- _Task brief_
Reproduce the lines below from the one that contains "e.g. [(131, 311)]" through the end, inclusive, and add nothing.

- _Supplied material_
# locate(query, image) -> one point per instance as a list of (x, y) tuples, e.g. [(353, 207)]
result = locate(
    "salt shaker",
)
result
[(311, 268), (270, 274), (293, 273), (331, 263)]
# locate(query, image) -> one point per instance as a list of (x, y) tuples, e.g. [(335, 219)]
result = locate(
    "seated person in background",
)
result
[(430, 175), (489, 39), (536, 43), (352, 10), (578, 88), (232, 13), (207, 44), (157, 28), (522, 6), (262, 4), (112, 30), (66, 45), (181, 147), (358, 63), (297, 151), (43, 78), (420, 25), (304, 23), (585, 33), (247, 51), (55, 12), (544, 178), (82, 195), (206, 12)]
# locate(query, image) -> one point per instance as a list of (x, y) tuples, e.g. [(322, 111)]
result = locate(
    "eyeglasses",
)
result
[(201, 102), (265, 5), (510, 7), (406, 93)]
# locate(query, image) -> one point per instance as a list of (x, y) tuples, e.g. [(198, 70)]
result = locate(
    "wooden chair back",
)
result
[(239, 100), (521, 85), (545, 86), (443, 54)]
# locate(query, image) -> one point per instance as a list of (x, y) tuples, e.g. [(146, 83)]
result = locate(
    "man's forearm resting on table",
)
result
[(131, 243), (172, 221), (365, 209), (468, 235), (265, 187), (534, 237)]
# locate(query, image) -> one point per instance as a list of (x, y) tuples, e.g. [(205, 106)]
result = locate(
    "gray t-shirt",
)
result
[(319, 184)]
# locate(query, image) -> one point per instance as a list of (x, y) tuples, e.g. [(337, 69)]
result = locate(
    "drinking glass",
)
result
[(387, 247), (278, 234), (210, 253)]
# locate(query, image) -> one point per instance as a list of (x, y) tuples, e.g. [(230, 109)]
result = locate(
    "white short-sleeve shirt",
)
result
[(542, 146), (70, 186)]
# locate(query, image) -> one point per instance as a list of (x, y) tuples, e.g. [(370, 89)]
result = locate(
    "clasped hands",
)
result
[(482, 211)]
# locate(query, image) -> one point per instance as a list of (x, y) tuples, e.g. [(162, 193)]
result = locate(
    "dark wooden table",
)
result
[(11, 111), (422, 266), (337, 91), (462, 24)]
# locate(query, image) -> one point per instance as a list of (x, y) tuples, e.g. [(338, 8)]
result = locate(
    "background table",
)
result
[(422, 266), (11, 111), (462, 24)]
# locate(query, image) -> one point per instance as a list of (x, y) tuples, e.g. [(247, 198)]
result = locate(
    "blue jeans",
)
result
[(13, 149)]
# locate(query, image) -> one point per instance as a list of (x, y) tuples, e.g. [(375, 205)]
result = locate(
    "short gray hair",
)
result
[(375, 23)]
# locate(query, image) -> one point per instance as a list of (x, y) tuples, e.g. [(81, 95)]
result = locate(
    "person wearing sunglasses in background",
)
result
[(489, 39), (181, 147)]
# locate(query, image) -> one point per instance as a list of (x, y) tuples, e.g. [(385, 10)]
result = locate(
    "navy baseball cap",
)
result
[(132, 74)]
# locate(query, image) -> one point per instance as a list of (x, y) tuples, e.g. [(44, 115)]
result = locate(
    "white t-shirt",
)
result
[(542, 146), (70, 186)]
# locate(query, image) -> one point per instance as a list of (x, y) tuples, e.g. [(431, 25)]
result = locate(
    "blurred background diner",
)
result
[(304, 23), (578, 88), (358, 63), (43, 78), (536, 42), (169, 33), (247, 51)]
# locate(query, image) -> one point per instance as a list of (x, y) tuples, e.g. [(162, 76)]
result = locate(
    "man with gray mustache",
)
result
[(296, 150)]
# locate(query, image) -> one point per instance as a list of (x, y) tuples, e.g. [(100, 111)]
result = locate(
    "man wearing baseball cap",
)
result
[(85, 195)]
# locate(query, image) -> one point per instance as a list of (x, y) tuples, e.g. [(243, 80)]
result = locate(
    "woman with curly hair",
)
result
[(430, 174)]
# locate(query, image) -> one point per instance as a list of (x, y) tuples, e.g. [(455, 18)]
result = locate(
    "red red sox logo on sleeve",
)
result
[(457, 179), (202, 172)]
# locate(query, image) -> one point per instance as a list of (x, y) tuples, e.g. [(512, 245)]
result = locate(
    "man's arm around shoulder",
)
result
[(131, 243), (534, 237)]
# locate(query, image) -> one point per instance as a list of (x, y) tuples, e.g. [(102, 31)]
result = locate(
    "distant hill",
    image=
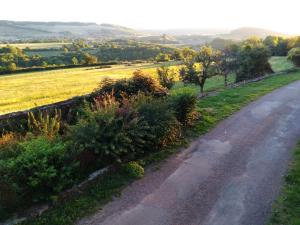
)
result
[(246, 32), (12, 30)]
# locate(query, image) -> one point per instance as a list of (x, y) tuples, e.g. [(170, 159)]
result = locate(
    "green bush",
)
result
[(44, 124), (112, 131), (139, 83), (252, 61), (294, 56), (166, 77), (133, 170), (42, 168), (9, 146), (184, 106), (163, 124)]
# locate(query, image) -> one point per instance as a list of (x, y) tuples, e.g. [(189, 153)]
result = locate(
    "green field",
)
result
[(37, 45), (28, 90)]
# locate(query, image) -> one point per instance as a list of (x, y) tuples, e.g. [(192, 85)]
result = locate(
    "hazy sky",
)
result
[(279, 15)]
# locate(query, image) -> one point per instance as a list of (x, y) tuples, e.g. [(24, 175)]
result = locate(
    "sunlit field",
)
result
[(37, 45), (28, 90)]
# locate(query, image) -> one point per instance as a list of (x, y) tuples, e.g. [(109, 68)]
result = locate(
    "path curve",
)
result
[(229, 176)]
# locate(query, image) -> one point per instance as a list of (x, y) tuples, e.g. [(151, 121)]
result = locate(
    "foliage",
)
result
[(162, 122), (166, 77), (213, 109), (111, 131), (294, 56), (277, 45), (253, 60), (41, 169), (140, 82), (227, 62), (189, 74), (208, 58), (184, 106), (133, 170), (44, 123)]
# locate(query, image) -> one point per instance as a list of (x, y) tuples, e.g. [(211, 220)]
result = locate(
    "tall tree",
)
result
[(208, 58)]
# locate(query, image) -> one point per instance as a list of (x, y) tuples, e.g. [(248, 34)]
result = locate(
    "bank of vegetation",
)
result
[(126, 124)]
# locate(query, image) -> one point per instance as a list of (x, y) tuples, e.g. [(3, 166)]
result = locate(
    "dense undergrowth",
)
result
[(129, 124), (125, 121), (212, 110)]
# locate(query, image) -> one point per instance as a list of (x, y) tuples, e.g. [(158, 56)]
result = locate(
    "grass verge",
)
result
[(286, 210), (213, 109)]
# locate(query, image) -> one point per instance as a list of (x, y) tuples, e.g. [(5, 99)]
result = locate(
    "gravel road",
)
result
[(229, 176)]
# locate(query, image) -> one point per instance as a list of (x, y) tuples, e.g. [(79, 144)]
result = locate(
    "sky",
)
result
[(278, 15)]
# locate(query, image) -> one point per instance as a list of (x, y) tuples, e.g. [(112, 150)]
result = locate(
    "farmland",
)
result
[(28, 90)]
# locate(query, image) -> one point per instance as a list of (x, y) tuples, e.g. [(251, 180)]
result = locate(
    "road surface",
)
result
[(229, 176)]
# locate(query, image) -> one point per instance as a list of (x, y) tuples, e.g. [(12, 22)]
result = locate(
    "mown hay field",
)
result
[(28, 90)]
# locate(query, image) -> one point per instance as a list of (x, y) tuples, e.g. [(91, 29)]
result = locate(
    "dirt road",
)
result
[(228, 177)]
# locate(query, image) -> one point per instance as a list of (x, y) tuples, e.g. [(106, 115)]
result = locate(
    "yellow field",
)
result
[(37, 45), (28, 90)]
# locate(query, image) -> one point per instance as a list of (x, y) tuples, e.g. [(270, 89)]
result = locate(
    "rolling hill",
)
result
[(15, 30), (12, 30)]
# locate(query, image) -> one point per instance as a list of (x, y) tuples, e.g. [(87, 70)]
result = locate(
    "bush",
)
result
[(184, 106), (9, 146), (140, 82), (252, 61), (9, 199), (166, 77), (42, 168), (294, 56), (163, 124), (133, 170), (112, 131)]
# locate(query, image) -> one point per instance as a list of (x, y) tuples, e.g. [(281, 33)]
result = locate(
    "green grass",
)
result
[(286, 210), (213, 109), (27, 90)]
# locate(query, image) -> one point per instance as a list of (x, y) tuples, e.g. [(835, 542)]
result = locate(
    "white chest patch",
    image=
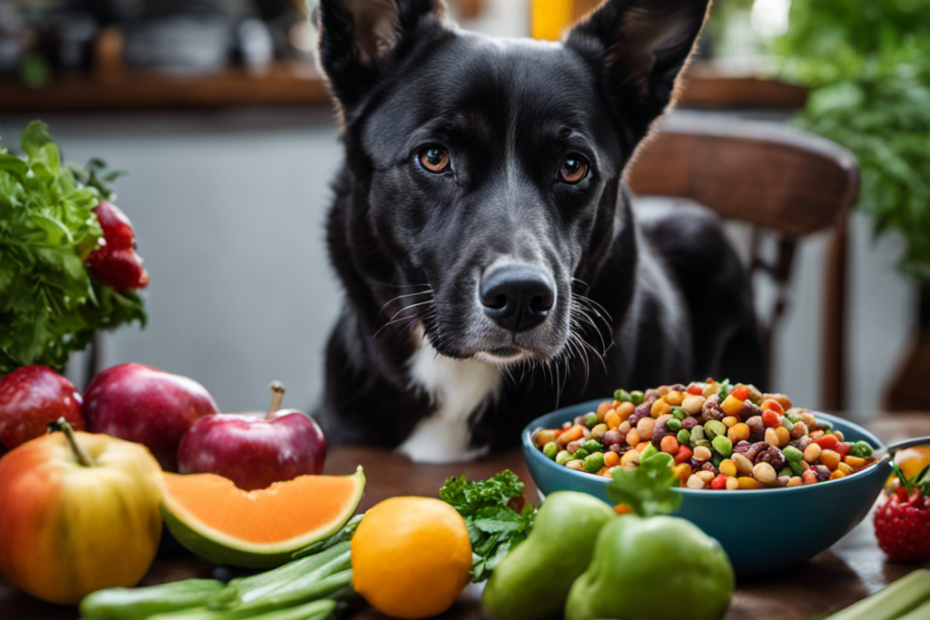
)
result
[(457, 388)]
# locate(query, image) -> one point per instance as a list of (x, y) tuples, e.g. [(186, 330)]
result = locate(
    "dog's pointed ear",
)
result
[(358, 38), (639, 48)]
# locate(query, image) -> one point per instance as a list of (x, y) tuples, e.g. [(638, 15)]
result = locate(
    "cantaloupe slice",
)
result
[(218, 521)]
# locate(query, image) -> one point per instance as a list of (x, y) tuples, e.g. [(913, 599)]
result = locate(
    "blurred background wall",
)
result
[(229, 208)]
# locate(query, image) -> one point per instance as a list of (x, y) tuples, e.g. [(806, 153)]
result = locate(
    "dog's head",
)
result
[(488, 168)]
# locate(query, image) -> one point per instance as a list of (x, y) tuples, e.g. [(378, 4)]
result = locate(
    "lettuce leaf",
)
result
[(493, 526)]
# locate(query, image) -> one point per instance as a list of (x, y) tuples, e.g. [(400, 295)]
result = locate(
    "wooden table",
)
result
[(851, 570)]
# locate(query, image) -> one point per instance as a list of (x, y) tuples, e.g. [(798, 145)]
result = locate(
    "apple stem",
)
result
[(277, 395), (82, 457)]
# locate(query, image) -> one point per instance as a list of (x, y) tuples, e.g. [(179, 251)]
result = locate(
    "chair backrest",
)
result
[(780, 181)]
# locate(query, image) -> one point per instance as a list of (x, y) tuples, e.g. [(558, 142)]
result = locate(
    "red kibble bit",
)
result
[(771, 404), (771, 419), (684, 454)]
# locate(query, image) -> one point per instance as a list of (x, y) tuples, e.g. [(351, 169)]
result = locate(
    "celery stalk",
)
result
[(918, 613), (900, 597)]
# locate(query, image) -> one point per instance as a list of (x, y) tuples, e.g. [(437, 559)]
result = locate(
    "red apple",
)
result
[(146, 405), (31, 397), (115, 262), (252, 450)]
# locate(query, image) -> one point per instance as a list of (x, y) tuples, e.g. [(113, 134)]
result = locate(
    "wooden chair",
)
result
[(782, 182)]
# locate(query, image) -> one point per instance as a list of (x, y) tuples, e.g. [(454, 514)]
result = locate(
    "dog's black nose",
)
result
[(517, 297)]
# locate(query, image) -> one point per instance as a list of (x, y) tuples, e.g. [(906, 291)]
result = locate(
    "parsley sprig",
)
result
[(49, 304), (493, 526)]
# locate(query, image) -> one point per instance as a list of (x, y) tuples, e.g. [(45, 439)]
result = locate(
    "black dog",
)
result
[(492, 264)]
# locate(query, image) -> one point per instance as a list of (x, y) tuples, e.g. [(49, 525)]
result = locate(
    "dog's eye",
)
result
[(573, 169), (434, 159)]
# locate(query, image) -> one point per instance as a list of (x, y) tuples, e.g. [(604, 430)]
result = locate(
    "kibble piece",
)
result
[(705, 475), (739, 432), (543, 437), (830, 458), (694, 482), (764, 472), (692, 404), (702, 453), (743, 464), (783, 435), (748, 482), (645, 428), (728, 467), (770, 437), (812, 452), (798, 430)]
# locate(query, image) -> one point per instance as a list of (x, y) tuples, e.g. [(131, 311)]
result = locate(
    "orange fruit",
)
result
[(911, 461), (411, 557)]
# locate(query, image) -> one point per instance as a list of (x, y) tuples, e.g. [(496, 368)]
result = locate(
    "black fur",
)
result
[(669, 287)]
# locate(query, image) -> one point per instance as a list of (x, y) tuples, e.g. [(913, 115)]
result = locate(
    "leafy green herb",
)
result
[(648, 488), (49, 304), (493, 526), (921, 481), (95, 174)]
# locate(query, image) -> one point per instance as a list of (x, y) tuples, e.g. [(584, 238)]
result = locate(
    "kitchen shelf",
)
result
[(299, 84)]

- _Response_
# locate(query, image) -> one point per instance as a list of (x, y) tuples, e.g. [(131, 311)]
result = locate(
    "orange fruit",
)
result
[(911, 461), (411, 557)]
# locate(query, image) -> one point per instance as a list of (x, y) tuples, e.g. [(496, 368)]
result = locate(
    "black fur",
)
result
[(669, 287)]
# locate(query, image) -> one point per instance as a list of (x, y) tuples, e.g. [(913, 115)]
result = locate(
    "leafy green herb",
)
result
[(648, 488), (49, 304), (493, 526), (921, 481), (95, 174)]
# locate(query, image) -> one point per instance as a list of (x, y) tuples, e.g. [(584, 238)]
result = locate(
    "kitchen shelf",
)
result
[(299, 84)]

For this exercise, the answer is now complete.